- Short task:
Set out every line of the data below as a numbered list, skipping blank lines and leaving out the pictures.

- Stored items from a collection:
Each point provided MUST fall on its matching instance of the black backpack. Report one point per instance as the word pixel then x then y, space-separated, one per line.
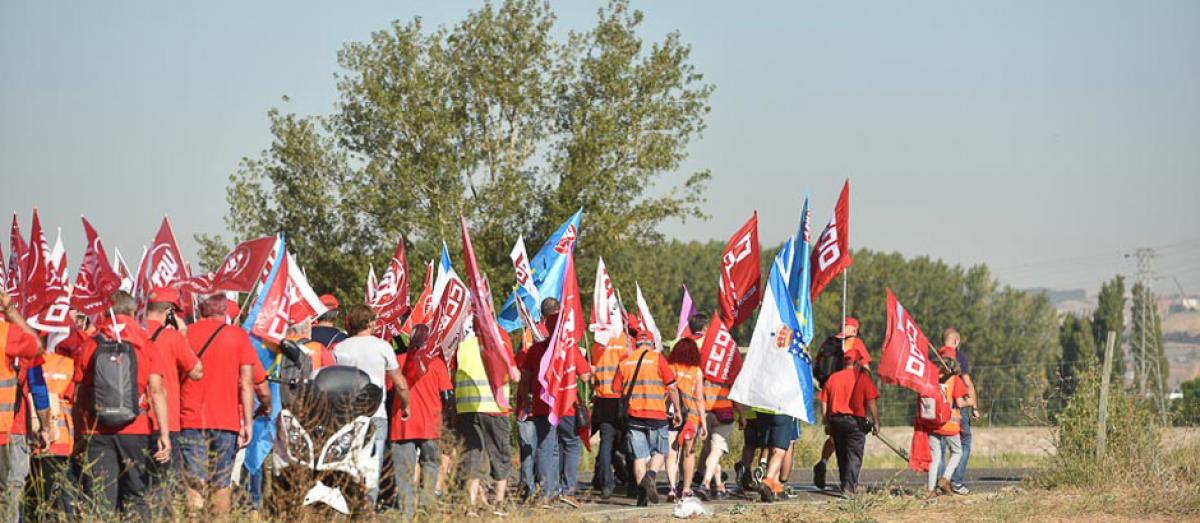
pixel 114 383
pixel 828 361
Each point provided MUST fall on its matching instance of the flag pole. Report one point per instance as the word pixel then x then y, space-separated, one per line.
pixel 845 277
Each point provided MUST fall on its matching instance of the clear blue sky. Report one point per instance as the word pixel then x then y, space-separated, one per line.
pixel 1042 138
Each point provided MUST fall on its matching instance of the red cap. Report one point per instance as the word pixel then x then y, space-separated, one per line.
pixel 850 323
pixel 166 295
pixel 645 337
pixel 329 301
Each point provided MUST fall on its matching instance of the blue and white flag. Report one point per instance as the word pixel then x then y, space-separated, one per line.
pixel 263 438
pixel 799 275
pixel 777 373
pixel 546 270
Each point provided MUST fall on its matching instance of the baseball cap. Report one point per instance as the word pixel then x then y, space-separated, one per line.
pixel 166 295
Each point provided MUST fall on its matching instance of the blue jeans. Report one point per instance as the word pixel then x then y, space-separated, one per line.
pixel 379 448
pixel 568 455
pixel 960 472
pixel 208 456
pixel 546 457
pixel 527 433
pixel 403 458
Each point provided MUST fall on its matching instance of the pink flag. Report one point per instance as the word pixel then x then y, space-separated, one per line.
pixel 687 310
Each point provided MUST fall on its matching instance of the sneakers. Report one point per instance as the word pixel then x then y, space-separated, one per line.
pixel 943 486
pixel 819 472
pixel 649 490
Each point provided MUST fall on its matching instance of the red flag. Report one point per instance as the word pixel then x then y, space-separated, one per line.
pixel 18 251
pixel 271 323
pixel 557 371
pixel 718 352
pixel 303 300
pixel 391 294
pixel 239 271
pixel 831 254
pixel 162 265
pixel 496 355
pixel 905 359
pixel 424 308
pixel 449 318
pixel 96 282
pixel 741 283
pixel 33 265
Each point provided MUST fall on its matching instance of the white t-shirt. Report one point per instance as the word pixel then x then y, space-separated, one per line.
pixel 370 355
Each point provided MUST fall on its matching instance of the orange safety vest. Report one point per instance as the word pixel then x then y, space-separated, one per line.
pixel 717 396
pixel 59 371
pixel 954 425
pixel 604 368
pixel 7 384
pixel 687 377
pixel 649 394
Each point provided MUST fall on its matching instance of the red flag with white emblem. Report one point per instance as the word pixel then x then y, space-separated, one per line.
pixel 905 358
pixel 495 353
pixel 95 282
pixel 240 270
pixel 831 254
pixel 739 288
pixel 391 294
pixel 557 371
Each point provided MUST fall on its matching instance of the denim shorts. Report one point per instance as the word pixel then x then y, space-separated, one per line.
pixel 645 442
pixel 208 456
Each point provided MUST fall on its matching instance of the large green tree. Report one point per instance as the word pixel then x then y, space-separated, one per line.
pixel 1109 316
pixel 495 119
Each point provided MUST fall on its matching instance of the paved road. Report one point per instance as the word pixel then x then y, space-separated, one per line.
pixel 900 480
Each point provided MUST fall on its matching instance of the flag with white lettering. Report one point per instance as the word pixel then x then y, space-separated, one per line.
pixel 739 288
pixel 831 254
pixel 905 358
pixel 95 281
pixel 607 318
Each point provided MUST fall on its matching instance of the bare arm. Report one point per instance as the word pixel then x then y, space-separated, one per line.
pixel 13 316
pixel 873 408
pixel 971 392
pixel 673 391
pixel 246 395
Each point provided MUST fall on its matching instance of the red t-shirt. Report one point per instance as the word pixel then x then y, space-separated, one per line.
pixel 532 365
pixel 665 373
pixel 858 349
pixel 847 391
pixel 177 358
pixel 424 404
pixel 148 364
pixel 213 402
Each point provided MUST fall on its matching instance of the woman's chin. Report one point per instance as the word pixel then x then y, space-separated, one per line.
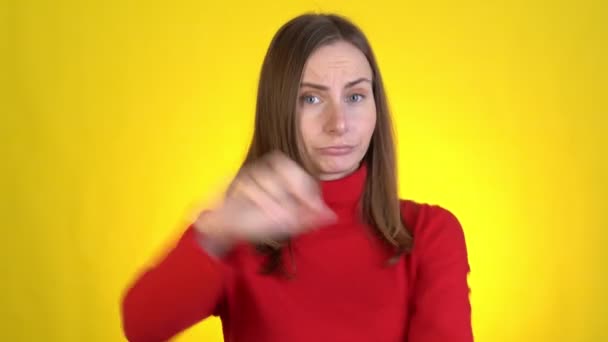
pixel 336 171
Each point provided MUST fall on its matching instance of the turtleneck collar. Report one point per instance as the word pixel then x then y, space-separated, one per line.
pixel 345 192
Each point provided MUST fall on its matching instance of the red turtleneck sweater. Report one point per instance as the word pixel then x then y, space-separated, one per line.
pixel 342 289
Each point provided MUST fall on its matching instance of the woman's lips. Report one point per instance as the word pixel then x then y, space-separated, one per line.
pixel 336 150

- In response:
1. Each point provided MUST fall on its matching instance of the black backpack. Report one point per instance as the word pixel then x then y, space-separated, one per line.
2. pixel 114 383
3. pixel 828 361
4. Each point provided MUST fall on its matching instance of the flag pole. Report one point per instance as the word pixel then x then y, space-separated, one per line.
5. pixel 845 277
6. Each point provided MUST fall on its matching instance of the clear blue sky. Report one point per instance as the word pixel then x then y, space-separated, one per line.
7. pixel 1042 138
8. Each point provided MUST fall on its matching instance of the red cap. Report one point per instance as the word pixel then x then y, space-separated, one per line.
9. pixel 850 323
10. pixel 166 295
11. pixel 645 337
12. pixel 329 301
13. Each point provided MUST fall on its matching instance of the blue and white flag. Report one point per instance as the word pixel then x then y, space-separated, one per line.
14. pixel 263 438
15. pixel 799 275
16. pixel 777 373
17. pixel 546 270
18. Each point provided MUST fall on its matching instance of the baseball cap. Report one point per instance as the word pixel then x then y, space-separated, one per line.
19. pixel 166 295
20. Each point provided MUST fall on its matching instance of the blue jeans. Report one point per instance as the word pixel then x then y, space-separated, one per line.
21. pixel 379 448
22. pixel 568 455
23. pixel 960 472
24. pixel 208 456
25. pixel 546 457
26. pixel 527 433
27. pixel 403 458
28. Each point provided MUST fall on its matching instance of the pink flag. Report one point per instance as the word pixel then x then y, space-separated, one per line.
29. pixel 687 310
30. Each point provided MUST fall on its matching instance of the sneakers. Report one point per instance as the word pixel then x then y, space-separated, one per line.
31. pixel 943 486
32. pixel 819 472
33. pixel 649 490
34. Each point provided MUST fall on its matching instance of the red flag. Report one point per instance as the word pixel then x then y, space-separated, one per line.
35. pixel 18 251
36. pixel 271 323
37. pixel 557 371
38. pixel 718 352
39. pixel 303 300
40. pixel 391 294
41. pixel 239 271
42. pixel 831 254
43. pixel 162 265
44. pixel 496 355
45. pixel 905 359
46. pixel 424 308
47. pixel 449 318
48. pixel 96 282
49. pixel 741 283
50. pixel 33 265
51. Each point provided MUST fall on its matching instance of the white t-shirt. Report one point per instance as the word pixel then x then y, space-separated, one per line.
52. pixel 370 355
53. Each point provided MUST fall on its matching instance of the orange safety vest. Report one point per instance as the word pixel then x then y, space-separated, one per line.
54. pixel 717 396
55. pixel 59 371
56. pixel 954 425
57. pixel 604 368
58. pixel 7 384
59. pixel 687 377
60. pixel 649 394
61. Each point provided MUST fall on its matching instance of the red flag with white emblem. Report one point per instance as the word pixel then x then y, space-separated, one per line.
62. pixel 905 358
63. pixel 495 353
64. pixel 95 282
65. pixel 240 270
66. pixel 831 254
67. pixel 739 288
68. pixel 391 294
69. pixel 557 371
70. Each point provided MUST fall on its matching instance of the denim shorts. Report one point per instance as the word pixel then x then y, space-separated, one per line.
71. pixel 645 442
72. pixel 208 456
73. Each point provided MUST fall on its matching instance of the large green tree. Report one point per instance as the word pixel then x then y, space-separated, one per line.
74. pixel 1109 316
75. pixel 495 119
76. Each point provided MUST fall on its matching instance of the paved road. Report one point per instance as the word pixel then x then y, space-separated, one per line.
77. pixel 900 480
78. Each point provided MUST fall on its matching instance of the flag with white lettering. Report one point per instance as the word pixel then x then y, space-separated, one per line.
79. pixel 739 288
80. pixel 831 254
81. pixel 905 358
82. pixel 95 281
83. pixel 607 318
84. Each point provided MUST fall on its matching instance of the bare arm. Report one point per instance as the word pixel then x then y, space-separated, one per line.
85. pixel 13 316
86. pixel 873 408
87. pixel 971 392
88. pixel 673 391
89. pixel 246 395
90. Each point provided MUST fall on its matching instance of the red t-shirt. Report one point per instance as the word pixel then x then y, space-separated, one per line.
91. pixel 532 365
92. pixel 665 373
93. pixel 858 349
94. pixel 847 391
95. pixel 177 358
96. pixel 424 404
97. pixel 148 364
98. pixel 213 402
99. Each point provided MUST fall on its matching instance of the woman's chin. Report one point per instance as the word pixel then x then y, space-separated, one per line.
100. pixel 336 171
101. Each point provided MUST fall on its matching instance of the turtleneck collar. Report one point per instance as the word pixel then x then y, space-separated, one per line.
102. pixel 345 192
103. Each point provided MUST fall on its matching instance of the red turtleneck sweater. Report one point per instance as the word pixel then x then y, space-separated, one per line.
104. pixel 342 289
105. Each point provided MUST fall on its matching instance of the woman's lips. Report one point per instance as the word pixel then x then y, space-separated, one per line.
106. pixel 336 150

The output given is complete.